■ DESCRIPTION OF THE TASK: Every entry has to be restated word for word.

########

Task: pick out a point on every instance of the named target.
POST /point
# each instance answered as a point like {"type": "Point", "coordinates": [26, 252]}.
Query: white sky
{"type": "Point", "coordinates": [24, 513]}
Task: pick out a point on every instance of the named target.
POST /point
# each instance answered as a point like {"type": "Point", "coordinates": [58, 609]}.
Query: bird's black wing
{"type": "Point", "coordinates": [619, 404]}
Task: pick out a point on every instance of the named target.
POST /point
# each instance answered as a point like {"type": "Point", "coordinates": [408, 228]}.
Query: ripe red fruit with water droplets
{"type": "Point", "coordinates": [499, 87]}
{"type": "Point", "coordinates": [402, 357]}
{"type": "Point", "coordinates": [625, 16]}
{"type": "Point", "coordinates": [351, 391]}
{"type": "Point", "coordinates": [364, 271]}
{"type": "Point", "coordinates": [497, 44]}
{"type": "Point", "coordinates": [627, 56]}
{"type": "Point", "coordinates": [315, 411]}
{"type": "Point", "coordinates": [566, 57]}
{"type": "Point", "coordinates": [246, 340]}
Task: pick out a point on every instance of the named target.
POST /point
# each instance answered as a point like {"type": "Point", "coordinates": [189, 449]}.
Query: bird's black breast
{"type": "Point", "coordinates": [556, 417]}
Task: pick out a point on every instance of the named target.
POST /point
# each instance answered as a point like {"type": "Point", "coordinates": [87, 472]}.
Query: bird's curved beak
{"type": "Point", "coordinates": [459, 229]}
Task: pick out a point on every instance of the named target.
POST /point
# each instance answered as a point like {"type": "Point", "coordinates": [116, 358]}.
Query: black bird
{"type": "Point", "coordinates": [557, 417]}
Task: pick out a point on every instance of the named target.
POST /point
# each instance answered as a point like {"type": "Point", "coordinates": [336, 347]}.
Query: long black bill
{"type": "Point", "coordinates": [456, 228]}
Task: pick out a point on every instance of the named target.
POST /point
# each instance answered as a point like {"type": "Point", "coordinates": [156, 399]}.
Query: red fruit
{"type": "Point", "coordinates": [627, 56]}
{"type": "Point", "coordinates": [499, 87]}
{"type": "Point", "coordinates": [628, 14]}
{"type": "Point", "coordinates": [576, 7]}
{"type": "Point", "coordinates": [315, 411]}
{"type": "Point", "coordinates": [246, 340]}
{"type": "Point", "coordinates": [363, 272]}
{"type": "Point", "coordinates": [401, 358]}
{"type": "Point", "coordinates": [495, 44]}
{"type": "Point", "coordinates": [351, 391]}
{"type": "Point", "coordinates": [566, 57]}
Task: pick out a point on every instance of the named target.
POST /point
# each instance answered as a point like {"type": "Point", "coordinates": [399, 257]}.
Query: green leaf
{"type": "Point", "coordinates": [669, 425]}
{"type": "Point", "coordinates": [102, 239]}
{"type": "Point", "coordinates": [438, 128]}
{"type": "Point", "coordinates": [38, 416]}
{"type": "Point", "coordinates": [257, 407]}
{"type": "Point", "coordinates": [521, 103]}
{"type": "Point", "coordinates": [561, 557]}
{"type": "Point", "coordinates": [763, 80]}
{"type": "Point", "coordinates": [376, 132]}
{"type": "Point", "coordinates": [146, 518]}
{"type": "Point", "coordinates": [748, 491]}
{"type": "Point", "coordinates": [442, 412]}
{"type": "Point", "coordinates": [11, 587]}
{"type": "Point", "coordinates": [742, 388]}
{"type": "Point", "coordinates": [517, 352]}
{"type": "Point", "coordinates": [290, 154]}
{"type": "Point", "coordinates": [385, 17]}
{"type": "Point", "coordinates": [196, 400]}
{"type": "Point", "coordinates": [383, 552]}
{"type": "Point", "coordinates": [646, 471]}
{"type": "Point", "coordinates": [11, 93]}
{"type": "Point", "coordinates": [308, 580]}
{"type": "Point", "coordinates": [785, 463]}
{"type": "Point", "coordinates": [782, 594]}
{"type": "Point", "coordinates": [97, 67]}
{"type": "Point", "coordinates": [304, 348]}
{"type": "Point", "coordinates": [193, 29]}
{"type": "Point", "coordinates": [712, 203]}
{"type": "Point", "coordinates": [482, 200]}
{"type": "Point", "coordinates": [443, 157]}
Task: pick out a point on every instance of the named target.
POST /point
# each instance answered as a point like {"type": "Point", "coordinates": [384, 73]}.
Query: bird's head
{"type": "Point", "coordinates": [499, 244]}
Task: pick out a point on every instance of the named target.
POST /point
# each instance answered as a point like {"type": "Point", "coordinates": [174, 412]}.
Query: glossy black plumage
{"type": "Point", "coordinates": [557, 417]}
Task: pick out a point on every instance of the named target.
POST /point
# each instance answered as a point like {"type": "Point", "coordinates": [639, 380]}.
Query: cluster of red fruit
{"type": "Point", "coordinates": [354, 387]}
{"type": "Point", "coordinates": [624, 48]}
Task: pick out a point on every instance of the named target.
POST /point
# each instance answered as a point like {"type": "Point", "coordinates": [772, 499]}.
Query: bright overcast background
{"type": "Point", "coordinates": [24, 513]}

########

■ YOUR RESPONSE:
Task: pick out a point on every instance of the named target.
POST /point
# each instance answered as a point like {"type": "Point", "coordinates": [26, 252]}.
Query: white sky
{"type": "Point", "coordinates": [24, 513]}
Task: pick out a point on every instance of the named target.
POST /point
# each instance answered as a point like {"type": "Point", "coordinates": [58, 609]}.
Query: bird's black wing
{"type": "Point", "coordinates": [619, 404]}
Task: pick out a point on every instance of the named target.
POST /point
# each instance answered as a point like {"type": "Point", "coordinates": [408, 228]}.
Query: ripe red fruit with water droplets
{"type": "Point", "coordinates": [499, 87]}
{"type": "Point", "coordinates": [402, 357]}
{"type": "Point", "coordinates": [625, 16]}
{"type": "Point", "coordinates": [351, 391]}
{"type": "Point", "coordinates": [364, 271]}
{"type": "Point", "coordinates": [497, 44]}
{"type": "Point", "coordinates": [627, 56]}
{"type": "Point", "coordinates": [315, 411]}
{"type": "Point", "coordinates": [566, 57]}
{"type": "Point", "coordinates": [246, 340]}
Task: pick out a point on every instance of the named target.
POST /point
# each instance answered as a point like {"type": "Point", "coordinates": [189, 449]}.
Query: bird's black breast
{"type": "Point", "coordinates": [556, 417]}
Task: pick out a point on every instance of the named target.
POST /point
# each instance answered as a point like {"type": "Point", "coordinates": [87, 472]}.
Query: bird's curved beak
{"type": "Point", "coordinates": [459, 229]}
Task: pick out a point on every instance of the named target.
POST /point
# each instance answered as a point like {"type": "Point", "coordinates": [116, 358]}.
Query: black bird
{"type": "Point", "coordinates": [557, 417]}
Task: pick out a point on every instance of the named target.
POST /point
# each instance answered as a point like {"type": "Point", "coordinates": [336, 347]}.
Query: long black bill
{"type": "Point", "coordinates": [456, 228]}
Task: pick out a point on every instance of the named target.
POST /point
# each instance answered as a point like {"type": "Point", "coordinates": [156, 399]}.
Query: red fruit
{"type": "Point", "coordinates": [627, 56]}
{"type": "Point", "coordinates": [499, 87]}
{"type": "Point", "coordinates": [628, 14]}
{"type": "Point", "coordinates": [576, 7]}
{"type": "Point", "coordinates": [315, 411]}
{"type": "Point", "coordinates": [246, 340]}
{"type": "Point", "coordinates": [363, 272]}
{"type": "Point", "coordinates": [401, 358]}
{"type": "Point", "coordinates": [495, 44]}
{"type": "Point", "coordinates": [351, 391]}
{"type": "Point", "coordinates": [566, 57]}
Task: pick out a point on every instance of the named target.
POST /point
# each instance answered as a point like {"type": "Point", "coordinates": [399, 257]}.
Query: green leaf
{"type": "Point", "coordinates": [669, 425]}
{"type": "Point", "coordinates": [102, 239]}
{"type": "Point", "coordinates": [438, 128]}
{"type": "Point", "coordinates": [38, 416]}
{"type": "Point", "coordinates": [257, 407]}
{"type": "Point", "coordinates": [521, 103]}
{"type": "Point", "coordinates": [561, 557]}
{"type": "Point", "coordinates": [763, 80]}
{"type": "Point", "coordinates": [376, 132]}
{"type": "Point", "coordinates": [146, 518]}
{"type": "Point", "coordinates": [748, 491]}
{"type": "Point", "coordinates": [442, 412]}
{"type": "Point", "coordinates": [11, 587]}
{"type": "Point", "coordinates": [742, 388]}
{"type": "Point", "coordinates": [517, 352]}
{"type": "Point", "coordinates": [290, 154]}
{"type": "Point", "coordinates": [385, 17]}
{"type": "Point", "coordinates": [196, 400]}
{"type": "Point", "coordinates": [383, 552]}
{"type": "Point", "coordinates": [646, 471]}
{"type": "Point", "coordinates": [11, 93]}
{"type": "Point", "coordinates": [308, 580]}
{"type": "Point", "coordinates": [785, 463]}
{"type": "Point", "coordinates": [782, 594]}
{"type": "Point", "coordinates": [97, 67]}
{"type": "Point", "coordinates": [304, 348]}
{"type": "Point", "coordinates": [193, 29]}
{"type": "Point", "coordinates": [712, 203]}
{"type": "Point", "coordinates": [482, 200]}
{"type": "Point", "coordinates": [443, 157]}
Task: pick out a point on every instance of the named target.
POST /point
# each instance answered as a point like {"type": "Point", "coordinates": [384, 73]}.
Query: bird's head
{"type": "Point", "coordinates": [499, 244]}
Task: pick out a point on every instance of the named target.
POST /point
# each instance answered as a point like {"type": "Point", "coordinates": [174, 412]}.
Query: glossy black plumage
{"type": "Point", "coordinates": [557, 417]}
Task: pick out a point on every instance of the named target.
POST /point
# each instance answered as a point like {"type": "Point", "coordinates": [639, 380]}.
Query: cluster of red fruit
{"type": "Point", "coordinates": [354, 387]}
{"type": "Point", "coordinates": [624, 48]}
Task: pick out a point on every instance of the named target.
POST /point
# each instance answered as a point like {"type": "Point", "coordinates": [772, 499]}.
Query: bright overcast background
{"type": "Point", "coordinates": [24, 513]}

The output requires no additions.